**Ziel der Aufgabe:**
Wie viele Aktivistinnen und Aktivisten versammelten sich laut dem Textauszug über den Auftritt von Pistorius in Leipzig vor dem Veranstaltungsort?

**Textauszug:**
┏━━

Am Montagabend, den 22. Juli, machte Kriegsminister Boris Pistorius  auf seiner Wahlkampftour einen Zwischenstopp in Leipzig. Ausgerechnet im Biergarten des Felsenkellers, wo Rosa Luxemburg 1913 in ihrer Rede zur "Weltpolitischen Lage" klar machte, dass das Proletariat "den Schluss zu ziehen [habe, sich] gegen jeden Krieg zu wenden, gleichviel ob Angriffs- oder Verteidigungskrieg", trat nun wieder ein sozialdemokratischer Kriegstreiber auf, um genau das Gegenteil zu propagieren - nämlich Aufrüstung und Krieg.

Rund 50 Aktivistinnen und Aktivisten versammelten sich vor dem Veranstaltungsort und protestierten Lautstark gegen den Auftritt des Kriegsministers. Einige schafften es sogar, sich unter die Zuschauer zu mischen und sorgten mit ihren Zwischenrufen und Kommentaren für den nötigen Kontext dieser Propagandaschau.

In unserem Zentralorgan widmeten wir im Januar dem "Bluthund Pistorius" einen Artikel. Wir veröffentlichen ihn heute als nützlichen Hintergrundkommentar.

┗━━

**Bereitgestelltes Material:**
┏━━

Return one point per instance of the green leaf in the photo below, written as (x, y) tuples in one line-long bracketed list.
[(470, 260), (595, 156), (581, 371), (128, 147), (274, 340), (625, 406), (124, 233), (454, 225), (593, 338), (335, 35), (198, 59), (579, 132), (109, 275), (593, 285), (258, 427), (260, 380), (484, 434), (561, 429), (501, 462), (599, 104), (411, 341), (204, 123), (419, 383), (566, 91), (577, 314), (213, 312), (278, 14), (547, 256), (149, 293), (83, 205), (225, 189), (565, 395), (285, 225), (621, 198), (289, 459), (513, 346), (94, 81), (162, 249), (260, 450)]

┗━━

**Lösung:**
Rund 50.